_Le tue istruzioni_
Riscrivi tutte le righe seguenti sostituendo "wristband" con "sweatband" e lasciando invariato tutto il resto. Non includere le immagini nella risposta.

_Alcune righe_

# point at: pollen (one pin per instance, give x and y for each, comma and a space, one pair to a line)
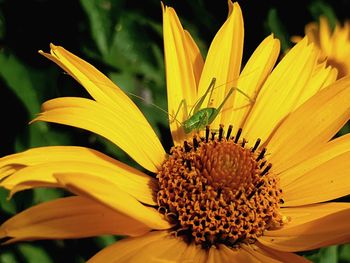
218, 189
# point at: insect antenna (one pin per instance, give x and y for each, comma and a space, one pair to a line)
154, 105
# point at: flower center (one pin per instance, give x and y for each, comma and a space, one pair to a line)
218, 190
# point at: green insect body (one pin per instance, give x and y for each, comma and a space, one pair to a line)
202, 117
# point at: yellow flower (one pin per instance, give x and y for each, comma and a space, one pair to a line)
334, 45
253, 192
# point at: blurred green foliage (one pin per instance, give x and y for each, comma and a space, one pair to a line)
124, 41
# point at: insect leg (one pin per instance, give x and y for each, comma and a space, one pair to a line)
183, 103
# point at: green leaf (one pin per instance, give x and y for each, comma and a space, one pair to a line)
344, 253
7, 257
19, 80
101, 14
46, 194
34, 254
321, 8
276, 26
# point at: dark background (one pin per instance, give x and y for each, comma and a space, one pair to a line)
100, 31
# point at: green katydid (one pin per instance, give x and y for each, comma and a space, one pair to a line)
205, 116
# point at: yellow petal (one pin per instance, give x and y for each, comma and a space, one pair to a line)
259, 255
111, 97
181, 69
312, 32
126, 178
325, 231
166, 249
325, 36
279, 95
323, 153
71, 217
304, 214
325, 182
314, 123
223, 62
122, 250
109, 194
252, 77
127, 133
195, 57
222, 253
321, 78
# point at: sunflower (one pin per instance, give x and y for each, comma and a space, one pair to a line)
334, 44
254, 186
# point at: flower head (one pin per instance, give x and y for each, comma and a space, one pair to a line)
333, 44
254, 185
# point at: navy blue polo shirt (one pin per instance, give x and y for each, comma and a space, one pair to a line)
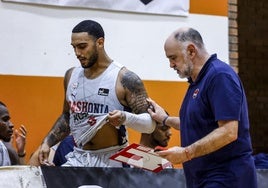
217, 94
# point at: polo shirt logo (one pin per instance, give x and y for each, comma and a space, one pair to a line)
195, 93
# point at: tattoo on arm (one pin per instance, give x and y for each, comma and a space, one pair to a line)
136, 93
59, 131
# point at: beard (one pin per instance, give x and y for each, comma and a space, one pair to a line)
92, 60
6, 139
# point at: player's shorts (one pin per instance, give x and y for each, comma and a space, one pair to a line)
93, 158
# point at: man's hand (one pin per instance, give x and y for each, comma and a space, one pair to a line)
116, 118
156, 111
43, 154
175, 155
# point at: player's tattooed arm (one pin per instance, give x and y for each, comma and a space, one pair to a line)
136, 94
59, 131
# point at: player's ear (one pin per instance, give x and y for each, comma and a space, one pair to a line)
100, 42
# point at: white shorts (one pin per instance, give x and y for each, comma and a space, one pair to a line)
93, 158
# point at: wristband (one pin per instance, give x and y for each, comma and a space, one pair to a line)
187, 153
22, 155
164, 120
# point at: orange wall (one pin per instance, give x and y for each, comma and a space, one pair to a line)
36, 102
210, 7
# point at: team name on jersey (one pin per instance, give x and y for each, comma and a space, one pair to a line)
88, 107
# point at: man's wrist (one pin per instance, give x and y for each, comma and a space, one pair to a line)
22, 154
164, 120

_La risposta_
# point at: pollen (one pin per instance, give x and y for each, comma and a space, one pair to a line)
218, 189
# point at: insect antenna (one pin per instance, give x and y for each, comma and a space, one pair to a line)
154, 105
# point at: flower center (one pin per instance, give x and y for each, comma and a space, one pair to a line)
218, 190
# point at: green insect body (one pin per instance, give x and y for each, comma and a space, one pair to a line)
202, 117
# point at: yellow flower (one pin per instance, give x and y for each, comma and a space, one pair to a line)
334, 45
253, 192
# point at: blurred green foliage (one pin per instance, give x and y for each, comma and a space, one pair to a line)
124, 41
# point at: insect leg (one pin per instance, give x and y for each, comma and a space, one pair to a line)
183, 103
# point at: green leaf (one pin per instance, give x and y for each, comma and a space, one pair to a line)
344, 253
7, 257
19, 80
101, 14
46, 194
34, 254
321, 8
276, 26
# point at: dark background (one pin per instance, give x and y for each, comma and a space, one pair to a line)
100, 31
# point at: green katydid (one pin per instance, give x and y for each, comma and a space, one pair to a line)
205, 116
# point at: yellow petal (one pin per instance, give x and y for each, comma and a space, one pair to a line)
259, 255
111, 97
181, 69
312, 32
126, 178
325, 231
166, 249
325, 36
279, 95
323, 153
71, 217
304, 214
325, 182
314, 123
223, 62
122, 250
109, 194
252, 77
127, 133
195, 57
222, 253
321, 78
# point at: sunflower (one pin per instance, give x and y for each, comma and a space, one pair to a line)
334, 44
254, 186
# point at: flower head (one pin per instance, give x and y for each, comma and a space, one pair to a line)
333, 44
254, 185
# point at: navy blue polo shirt (one pin per instance, give x and y for each, comma and a space, one pair to a line)
217, 94
# point at: polo shirt logo (one pin per instance, give x and y for each, comma and a space, one pair to a line)
195, 93
# point at: tattoo on arm (one pin per instance, give x and y for each, comma and a space, one pair to a line)
136, 93
59, 131
# point at: beard (one pin per instance, give x and y for each, comma and a space, one pair to a line)
92, 60
6, 139
# point at: player's shorts (one pin per instance, give x and y for each, comma and a space, one pair to a line)
93, 158
# point at: man's hand (one pin per instance, give x and y for each, comma and a space, one pair to a line)
116, 118
156, 111
43, 154
175, 155
# point at: player's tattooed arm (one pin per instance, give x and y for each, comma and a space, one pair to a line)
136, 94
59, 131
# point at: player's ear (one pin per instance, give x and y for each, comma and a space, one pair to a line)
100, 42
# point at: white shorts (one pin per instance, give x and y for each, comma and a space, one pair to a line)
93, 158
# point at: sweatband (one pin per instance, give x and y for each, comma and a space, one pair to a line)
187, 153
22, 155
164, 120
# point at: orange wall (one pin per instance, give x and y for each, comma and a space, one pair to a line)
36, 102
210, 7
# point at: team name on jersey (one pin per instance, give x and y for each, comma and a space, one pair to a line)
88, 107
# point at: man's wrist (one pin per instance, give x and y for each, comma and a space, one pair to a line)
22, 154
164, 120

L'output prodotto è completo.